• [Brief] Apart from the pictures, write out all the records exactly.

━━ Data records

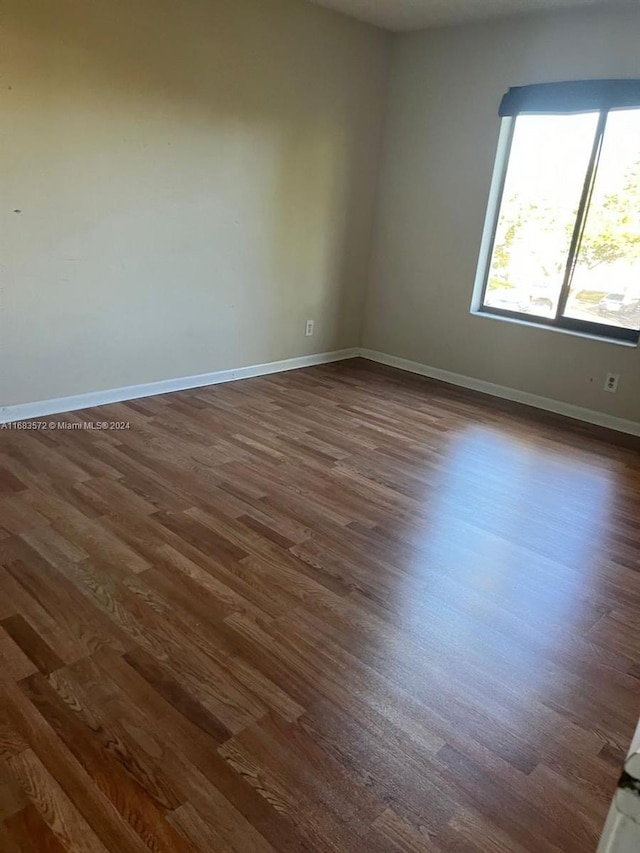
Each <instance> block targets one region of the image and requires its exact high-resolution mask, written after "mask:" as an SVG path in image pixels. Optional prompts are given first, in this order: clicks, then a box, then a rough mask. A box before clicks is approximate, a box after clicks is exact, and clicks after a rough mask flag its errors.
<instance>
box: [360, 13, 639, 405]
mask: <svg viewBox="0 0 640 853" xmlns="http://www.w3.org/2000/svg"><path fill="white" fill-rule="evenodd" d="M639 46H640V7H638V6H637V5H636V6H635V8H631V7H628V8H626V9H625V8H622V9H618V10H615V11H614V9H613V8H610V9H608V10H606V11H596V10H590V11H587V12H575V11H574V12H571V13H566V14H565V13H562V14H556V15H549V16H544V17H543V16H541V17H537V16H536V17H531V18H521V19H517V20H512V21H503V22H498V23H491V24H483V25H475V26H468V27H454V28H448V29H442V30H434V31H431V32H423V33H417V34H411V35H403V36H400V37H398V38H397V39H396V40H395V42H394V48H393V60H392V71H391V82H390V105H389V112H388V115H387V121H386V139H385V153H384V159H383V167H382V175H381V186H380V196H379V204H378V214H377V220H376V229H375V236H374V252H373V261H372V268H371V283H370V288H369V294H368V300H367V312H366V323H365V329H364V337H363V343H364V344H365V346H367V347H369V348H372V349H376V350H380V351H383V352H385V353H390V354H392V355H396V356H401V357H403V358H408V359H411V360H414V361H418V362H421V363H422V364H427V365H430V366H432V367H438V368H441V369H445V370H450V371H453V372H455V373H460V374H463V375H465V376H470V377H474V378H478V379H483V380H487V381H490V382H495V383H498V384H500V385H504V386H507V387H511V388H516V389H519V390H522V391H527V392H529V393H533V394H539V395H542V396H545V397H551V398H554V399H557V400H561V401H564V402H568V403H572V404H574V405H579V406H585V407H587V408H589V409H594V410H598V411H602V412H608V413H611V414H614V415H617V416H619V417H624V418H629V419H632V420H635V421H640V353H639V352H638V350H637V349H629V348H624V347H621V346H617V345H614V344H609V343H601V342H595V341H590V340H584V339H581V338H578V337H574V336H568V335H564V334H560V333H558V332H553V331H547V330H543V329H539V328H534V329H532V328H527V327H524V326H520V325H513V324H509V323H505V322H501V321H499V320H493V319H486V318H480V317H472V316H470V314H469V308H470V303H471V294H472V289H473V282H474V276H475V271H476V264H477V260H478V251H479V247H480V240H481V237H482V229H483V224H484V217H485V211H486V204H487V197H488V193H489V185H490V181H491V174H492V170H493V162H494V157H495V150H496V142H497V138H498V129H499V120H498V115H497V110H498V105H499V102H500V98H501V96H502V94H503V93H504V92H505V91H506V90H507V89H508V88H509V87H510V86H517V85H524V84H528V83H537V82H544V81H552V80H566V79H580V78H590V77H640V47H639ZM609 371H611V372H614V373H620V374H621V380H620V388H619V391H618V393H617V394H615V395H614V394H608V393H605V392H604V391H603V384H604V378H605V374H606V373H607V372H609Z"/></svg>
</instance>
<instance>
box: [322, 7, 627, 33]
mask: <svg viewBox="0 0 640 853" xmlns="http://www.w3.org/2000/svg"><path fill="white" fill-rule="evenodd" d="M311 2H312V3H319V4H320V5H321V6H327V7H328V8H330V9H336V10H338V11H339V12H344V13H345V14H346V15H351V16H352V17H354V18H358V19H360V20H361V21H367V22H368V23H370V24H376V25H377V26H379V27H384V28H385V29H388V30H395V31H401V30H419V29H422V28H423V27H438V26H444V25H447V24H460V23H463V22H465V21H479V20H483V19H486V18H495V17H500V16H503V15H516V14H521V13H526V12H536V11H542V10H545V9H564V8H569V7H571V8H576V7H584V6H596V5H599V6H607V5H619V3H620V2H624V0H311Z"/></svg>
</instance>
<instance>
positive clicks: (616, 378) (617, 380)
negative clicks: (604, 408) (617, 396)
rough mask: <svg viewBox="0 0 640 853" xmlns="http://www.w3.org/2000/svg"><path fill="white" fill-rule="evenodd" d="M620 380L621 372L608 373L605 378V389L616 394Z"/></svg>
mask: <svg viewBox="0 0 640 853" xmlns="http://www.w3.org/2000/svg"><path fill="white" fill-rule="evenodd" d="M619 381H620V374H619V373H607V378H606V379H605V380H604V390H605V391H610V392H611V393H612V394H615V393H616V391H617V390H618V382H619Z"/></svg>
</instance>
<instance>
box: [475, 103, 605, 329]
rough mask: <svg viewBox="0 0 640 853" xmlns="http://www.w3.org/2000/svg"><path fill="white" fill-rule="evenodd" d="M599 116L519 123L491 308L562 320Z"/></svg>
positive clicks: (490, 273)
mask: <svg viewBox="0 0 640 853" xmlns="http://www.w3.org/2000/svg"><path fill="white" fill-rule="evenodd" d="M598 119H599V114H598V113H581V114H578V115H521V116H518V117H517V119H516V124H515V129H514V135H513V142H512V145H511V154H510V157H509V165H508V168H507V174H506V180H505V186H504V192H503V196H502V204H501V207H500V216H499V220H498V227H497V230H496V236H495V241H494V247H493V255H492V258H491V266H490V270H489V278H488V282H487V290H486V294H485V300H484V304H485V305H486V306H487V307H494V308H503V309H507V310H511V311H520V312H524V313H528V314H531V315H534V316H538V317H555V315H556V311H557V307H558V299H559V297H560V289H561V287H562V282H563V279H564V274H565V268H566V265H567V259H568V256H569V248H570V245H571V238H572V236H573V230H574V228H575V221H576V215H577V213H578V207H579V205H580V197H581V195H582V190H583V186H584V181H585V176H586V173H587V168H588V165H589V158H590V155H591V151H592V148H593V142H594V139H595V133H596V128H597V125H598Z"/></svg>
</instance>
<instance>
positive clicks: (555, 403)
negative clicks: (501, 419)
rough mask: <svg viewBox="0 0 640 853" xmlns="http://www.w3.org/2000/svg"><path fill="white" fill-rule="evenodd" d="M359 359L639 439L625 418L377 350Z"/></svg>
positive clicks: (371, 350) (632, 427) (637, 434)
mask: <svg viewBox="0 0 640 853" xmlns="http://www.w3.org/2000/svg"><path fill="white" fill-rule="evenodd" d="M359 355H360V356H362V358H366V359H369V361H376V362H378V363H379V364H386V365H388V366H389V367H397V368H399V369H400V370H406V371H408V372H409V373H418V374H420V376H428V377H429V378H430V379H438V380H440V381H441V382H447V383H449V384H450V385H458V386H460V387H461V388H469V389H470V390H472V391H481V392H482V393H483V394H491V395H492V396H493V397H501V398H502V399H503V400H512V401H513V402H515V403H524V405H525V406H533V407H534V408H536V409H544V410H545V411H547V412H554V413H555V414H557V415H564V416H565V417H567V418H574V419H575V420H578V421H584V422H586V423H588V424H595V425H596V426H601V427H607V428H608V429H614V430H617V431H618V432H625V433H628V434H629V435H638V436H640V423H638V422H637V421H629V420H626V419H625V418H617V417H615V416H614V415H607V414H605V413H604V412H596V411H593V410H591V409H583V408H582V407H581V406H573V405H571V404H570V403H563V402H561V401H560V400H552V399H550V398H549V397H539V396H538V395H537V394H529V393H527V392H526V391H518V390H517V389H516V388H507V387H505V386H504V385H496V384H495V383H493V382H485V381H484V380H483V379H474V378H472V377H471V376H463V375H462V374H460V373H451V372H450V371H449V370H441V369H440V368H439V367H430V366H429V365H427V364H420V363H419V362H417V361H409V359H406V358H398V356H395V355H387V354H386V353H383V352H376V350H370V349H361V350H360V351H359Z"/></svg>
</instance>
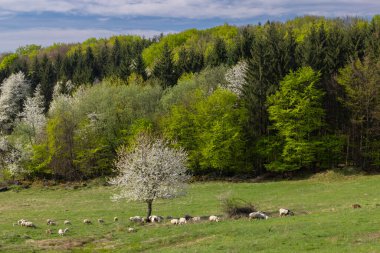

━━━━

• [Completed exercise]
Each <instance> block targets one region of the image and requires its exact high-resolution mask, written after "mask:" as an SVG path in image pixels. Optional prompts are given first, in this order: clicks, then a box, then a rough mask. A box before clicks is approximate, a box after clicks is exact, and clicks after a rough mask flag its errors.
<instance>
box: [360, 13, 639, 405]
mask: <svg viewBox="0 0 640 853" xmlns="http://www.w3.org/2000/svg"><path fill="white" fill-rule="evenodd" d="M639 46H640V7H638V6H637V5H636V6H635V8H631V7H628V8H626V9H625V8H622V9H618V10H615V11H614V9H613V8H610V9H608V10H606V11H596V10H590V11H587V12H575V11H574V12H571V13H566V14H565V13H562V14H556V15H549V16H544V17H543V16H541V17H537V16H536V17H531V18H521V19H517V20H512V21H503V22H498V23H491V24H483V25H475V26H468V27H454V28H448V29H442V30H434V31H431V32H423V33H417V34H411V35H403V36H400V37H398V38H397V39H396V40H395V42H394V48H393V60H392V71H391V82H390V105H389V112H388V115H387V121H386V139H385V153H384V159H383V167H382V175H381V186H380V196H379V204H378V214H377V220H376V229H375V236H374V252H373V261H372V268H371V283H370V288H369V294H368V300H367V312H366V323H365V329H364V337H363V343H364V344H365V346H367V347H369V348H372V349H376V350H380V351H383V352H385V353H390V354H392V355H396V356H401V357H403V358H408V359H411V360H414V361H418V362H421V363H422V364H427V365H430V366H432V367H438V368H441V369H445V370H450V371H453V372H455V373H460V374H463V375H465V376H470V377H474V378H478V379H483V380H487V381H490V382H495V383H498V384H500V385H504V386H507V387H511V388H516V389H519V390H522V391H527V392H529V393H533V394H539V395H542V396H545V397H551V398H554V399H557V400H561V401H564V402H568V403H572V404H574V405H579V406H585V407H587V408H589V409H594V410H598V411H602V412H608V413H611V414H614V415H617V416H619V417H624V418H629V419H632V420H635V421H640V353H639V352H638V350H637V349H629V348H624V347H621V346H617V345H614V344H609V343H601V342H595V341H590V340H584V339H581V338H578V337H574V336H568V335H564V334H560V333H558V332H553V331H547V330H543V329H539V328H534V329H532V328H527V327H524V326H520V325H513V324H509V323H505V322H501V321H499V320H493V319H486V318H480V317H472V316H470V314H469V308H470V303H471V294H472V289H473V282H474V276H475V271H476V264H477V260H478V251H479V247H480V240H481V237H482V229H483V224H484V217H485V211H486V204H487V197H488V193H489V185H490V181H491V174H492V170H493V162H494V157H495V150H496V142H497V138H498V129H499V120H498V115H497V110H498V105H499V102H500V98H501V96H502V94H503V93H504V92H505V91H506V90H507V89H508V88H509V87H510V86H517V85H524V84H528V83H537V82H544V81H552V80H566V79H580V78H590V77H640V47H639ZM609 371H611V372H614V373H620V374H621V380H620V388H619V391H618V393H617V394H615V395H614V394H608V393H605V392H604V391H603V384H604V378H605V374H606V373H607V372H609Z"/></svg>
</instance>
<instance>
box: [322, 7, 627, 33]
mask: <svg viewBox="0 0 640 853" xmlns="http://www.w3.org/2000/svg"><path fill="white" fill-rule="evenodd" d="M311 2H312V3H319V4H320V5H321V6H327V7H328V8H330V9H336V10H338V11H339V12H344V13H345V14H346V15H351V16H352V17H354V18H358V19H360V20H361V21H367V22H368V23H370V24H376V25H377V26H379V27H384V28H385V29H388V30H395V31H401V30H419V29H422V28H423V27H438V26H444V25H447V24H460V23H463V22H465V21H479V20H483V19H486V18H495V17H500V16H503V15H516V14H521V13H526V12H536V11H542V10H545V9H564V8H569V7H571V8H576V7H584V6H596V5H599V6H607V5H619V3H620V2H624V0H311Z"/></svg>
</instance>
<instance>
positive clicks: (616, 378) (617, 380)
negative clicks: (604, 408) (617, 396)
rough mask: <svg viewBox="0 0 640 853" xmlns="http://www.w3.org/2000/svg"><path fill="white" fill-rule="evenodd" d="M620 380L621 372L608 373L605 378V389L616 394Z"/></svg>
mask: <svg viewBox="0 0 640 853" xmlns="http://www.w3.org/2000/svg"><path fill="white" fill-rule="evenodd" d="M619 381H620V374H619V373H607V378H606V379H605V380H604V390H605V391H610V392H611V393H612V394H615V393H616V391H617V390H618V382H619Z"/></svg>
</instance>
<instance>
box: [475, 103, 605, 329]
rough mask: <svg viewBox="0 0 640 853" xmlns="http://www.w3.org/2000/svg"><path fill="white" fill-rule="evenodd" d="M599 116L519 123L491 308L562 320Z"/></svg>
positive clicks: (490, 273)
mask: <svg viewBox="0 0 640 853" xmlns="http://www.w3.org/2000/svg"><path fill="white" fill-rule="evenodd" d="M598 119H599V114H598V113H581V114H578V115H521V116H518V117H517V119H516V124H515V129H514V135H513V142H512V145H511V154H510V157H509V165H508V168H507V174H506V180H505V186H504V192H503V196H502V204H501V207H500V216H499V220H498V227H497V230H496V236H495V241H494V247H493V255H492V258H491V266H490V270H489V278H488V282H487V290H486V294H485V300H484V304H485V305H486V306H487V307H494V308H503V309H507V310H511V311H520V312H524V313H528V314H531V315H534V316H538V317H555V315H556V311H557V307H558V299H559V297H560V289H561V287H562V282H563V279H564V274H565V268H566V265H567V259H568V256H569V248H570V245H571V238H572V236H573V230H574V228H575V221H576V215H577V213H578V207H579V205H580V197H581V195H582V190H583V186H584V181H585V176H586V173H587V168H588V165H589V158H590V155H591V151H592V148H593V142H594V139H595V133H596V128H597V125H598Z"/></svg>
</instance>
<instance>
positive clicks: (555, 403)
negative clicks: (501, 419)
rough mask: <svg viewBox="0 0 640 853" xmlns="http://www.w3.org/2000/svg"><path fill="white" fill-rule="evenodd" d="M359 359L639 439L625 418L377 350Z"/></svg>
positive clicks: (371, 350) (632, 427) (637, 434)
mask: <svg viewBox="0 0 640 853" xmlns="http://www.w3.org/2000/svg"><path fill="white" fill-rule="evenodd" d="M359 355H360V356H362V358H366V359H369V361H376V362H378V363H379V364H386V365H388V366H389V367H397V368H399V369H400V370H406V371H408V372H409V373H418V374H420V376H428V377H429V378H430V379H438V380H440V381H441V382H447V383H449V384H450V385H458V386H460V387H461V388H469V389H470V390H472V391H481V392H482V393H483V394H491V395H492V396H493V397H501V398H502V399H503V400H512V401H513V402H515V403H524V405H525V406H533V407H534V408H536V409H544V410H545V411H547V412H554V413H555V414H557V415H564V416H565V417H567V418H574V419H575V420H578V421H584V422H586V423H588V424H595V425H596V426H601V427H607V428H608V429H614V430H617V431H618V432H625V433H628V434H629V435H638V436H640V423H638V422H637V421H629V420H626V419H625V418H617V417H615V416H614V415H607V414H605V413H604V412H596V411H593V410H591V409H583V408H582V407H581V406H573V405H571V404H570V403H563V402H561V401H560V400H552V399H550V398H549V397H539V396H538V395H537V394H529V393H527V392H526V391H518V390H517V389H516V388H507V387H505V386H504V385H496V384H495V383H493V382H485V381H484V380H483V379H474V378H472V377H471V376H463V375H462V374H460V373H451V372H450V371H449V370H441V369H440V368H439V367H430V366H429V365H427V364H420V363H419V362H417V361H409V359H406V358H398V356H395V355H387V354H386V353H383V352H376V350H370V349H361V350H360V351H359Z"/></svg>
</instance>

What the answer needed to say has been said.